(Dataset entries)
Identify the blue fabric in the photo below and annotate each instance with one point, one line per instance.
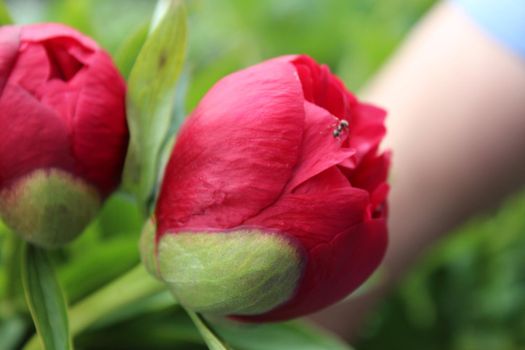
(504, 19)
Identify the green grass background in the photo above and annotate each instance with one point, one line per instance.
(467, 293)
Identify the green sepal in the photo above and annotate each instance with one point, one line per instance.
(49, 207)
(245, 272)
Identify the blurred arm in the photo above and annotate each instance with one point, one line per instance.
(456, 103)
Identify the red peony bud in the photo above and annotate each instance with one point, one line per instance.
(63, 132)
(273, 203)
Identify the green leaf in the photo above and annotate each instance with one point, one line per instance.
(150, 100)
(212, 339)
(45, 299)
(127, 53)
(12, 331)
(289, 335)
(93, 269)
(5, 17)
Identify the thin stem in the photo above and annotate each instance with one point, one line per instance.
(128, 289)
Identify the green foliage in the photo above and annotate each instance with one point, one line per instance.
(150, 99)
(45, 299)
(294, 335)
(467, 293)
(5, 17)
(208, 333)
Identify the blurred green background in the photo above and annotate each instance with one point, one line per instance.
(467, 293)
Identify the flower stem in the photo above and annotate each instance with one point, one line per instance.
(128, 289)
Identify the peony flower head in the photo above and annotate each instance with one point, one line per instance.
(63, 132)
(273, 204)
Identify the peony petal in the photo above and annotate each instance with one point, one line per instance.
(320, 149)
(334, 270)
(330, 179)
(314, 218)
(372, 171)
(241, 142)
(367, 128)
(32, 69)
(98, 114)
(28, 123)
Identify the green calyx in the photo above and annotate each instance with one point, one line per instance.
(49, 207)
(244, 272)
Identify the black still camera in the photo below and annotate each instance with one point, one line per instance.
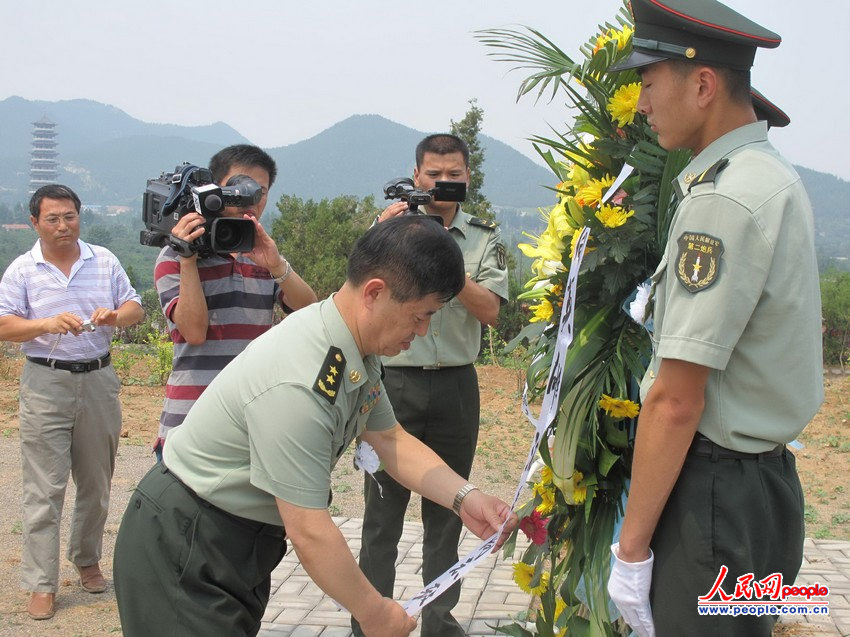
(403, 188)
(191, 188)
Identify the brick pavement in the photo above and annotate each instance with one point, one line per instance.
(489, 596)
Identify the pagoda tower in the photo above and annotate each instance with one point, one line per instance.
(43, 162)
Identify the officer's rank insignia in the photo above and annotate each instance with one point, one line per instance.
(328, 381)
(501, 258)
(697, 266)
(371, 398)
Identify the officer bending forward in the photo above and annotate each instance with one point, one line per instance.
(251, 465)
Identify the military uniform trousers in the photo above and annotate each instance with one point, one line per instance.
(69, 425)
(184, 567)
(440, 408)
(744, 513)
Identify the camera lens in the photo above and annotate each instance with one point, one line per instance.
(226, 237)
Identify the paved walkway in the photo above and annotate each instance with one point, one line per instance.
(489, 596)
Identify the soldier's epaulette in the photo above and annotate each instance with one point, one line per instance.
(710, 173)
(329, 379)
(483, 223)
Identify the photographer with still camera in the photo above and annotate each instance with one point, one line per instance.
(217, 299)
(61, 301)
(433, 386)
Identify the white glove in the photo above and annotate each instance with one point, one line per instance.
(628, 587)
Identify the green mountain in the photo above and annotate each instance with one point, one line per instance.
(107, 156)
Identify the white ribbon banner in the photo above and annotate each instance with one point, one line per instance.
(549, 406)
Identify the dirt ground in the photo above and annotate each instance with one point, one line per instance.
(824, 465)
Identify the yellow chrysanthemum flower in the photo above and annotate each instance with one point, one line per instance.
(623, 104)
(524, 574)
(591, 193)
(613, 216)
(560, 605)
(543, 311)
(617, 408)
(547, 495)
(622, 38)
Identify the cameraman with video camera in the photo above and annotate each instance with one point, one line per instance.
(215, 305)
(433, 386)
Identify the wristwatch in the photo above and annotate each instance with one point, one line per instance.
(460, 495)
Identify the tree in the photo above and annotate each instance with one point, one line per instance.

** What to work on **
The data shown above must be printed again exactly, with no images included.

** Result below **
Identify the blue fabric in the photo below and annotate each instance with one point, one line per instance.
(504, 19)
Identify the green grass background in the photo above and annotate each instance with one point, one line per instance.
(467, 293)
Identify the green sepal in the photo above and annotate each instance with one point, one line per instance.
(49, 207)
(245, 272)
Identify the blurred arm in the photo above and annotate each instance with one point, one line per instance.
(456, 103)
Identify the red peony bud in the photo above and annotate each instance with one point, one line per instance.
(63, 132)
(273, 203)
Identify the green leaf in the photo above and annotate each instance with one point, one line per instance.
(150, 100)
(212, 339)
(45, 299)
(127, 53)
(12, 331)
(289, 335)
(93, 269)
(5, 17)
Identify the thin stem in the photo above and annotate each instance with one point, one line per instance.
(128, 289)
Identify the green foliage in the photo above and annotate each instance with one point, one line per instance.
(150, 99)
(45, 299)
(294, 335)
(467, 293)
(5, 17)
(208, 333)
Identify the blurred green background in the photo above and annotate each instance with one point, one line per instance.
(467, 293)
Identify the flower stem in the photo above and annotate each instance with one point, one line per instance.
(128, 289)
Identify the peony flower head in the photo above and annotate each instance with one point, one line per instance.
(63, 132)
(273, 204)
Identify the peony petal in the photo above and annotate each instance with one point, one line per instance.
(320, 149)
(334, 270)
(330, 179)
(314, 218)
(372, 171)
(241, 142)
(367, 128)
(32, 69)
(98, 114)
(28, 123)
Identify the green calyx in the photo above and annotate each instance with one point, one line per instance.
(49, 207)
(244, 272)
Identify the black still camera in the photo below and annotate each instance with one point, one line per instance.
(403, 188)
(191, 188)
Identify the brick pavement in the photo above and annotate each instance with one point, one line per instance.
(489, 596)
Identify the pagoda tower in the photo above and annotate each instance with one point, one line per instance.
(43, 162)
Identify the officer's rank insignia in the photo above and annotate each instance with one point, one line per instance.
(328, 381)
(501, 258)
(697, 266)
(371, 398)
Identify the officer bending forward in the photo above and annotate each instance with one point, one line per instance.
(251, 465)
Identify the military uniform trousers in the photo above and annotate each instance with one point, one line per instance.
(69, 425)
(184, 567)
(440, 408)
(744, 513)
Identify the camera lens in the photo above and annotate each instance with one point, one line per instance.
(226, 237)
Identify the paved walkway in the photo above and annotate each instance with one point, one line per instance.
(489, 596)
Identify the soldier's epaulette in the photo above and annotate each instance with one point, one line per instance.
(710, 173)
(329, 379)
(483, 223)
Identify the photographer with still camera in the photo above and annotate each instance with one point, one line per instance.
(217, 299)
(61, 301)
(433, 386)
Identify the white glove in the photo above and annotate each instance with one point, one line per instance.
(628, 587)
Identify the green mountain in the photo above and annotate each instance with one point, one line per instance.
(107, 156)
Identify the white ribbon banner in the photo above and annotate each instance with one point, one line per instance.
(549, 406)
Identify the dirt ground in the photo above and annotate each instance with one point, one line per instance.
(824, 465)
Identify the yellow chrysanthemum flower in the photo above and annotate each instance with one point, one line per instance.
(623, 104)
(524, 574)
(591, 193)
(613, 216)
(560, 605)
(543, 311)
(617, 408)
(547, 495)
(622, 38)
Identify the cameraman with video camera in the photo above and annotate each instance with one point, one line per instance.
(215, 305)
(433, 386)
Identify the wristwatch in the photo above and annotate each instance with one point, one line per instance.
(460, 495)
Identify the tree in the photo above and annotate each instance with one point, one line per instance.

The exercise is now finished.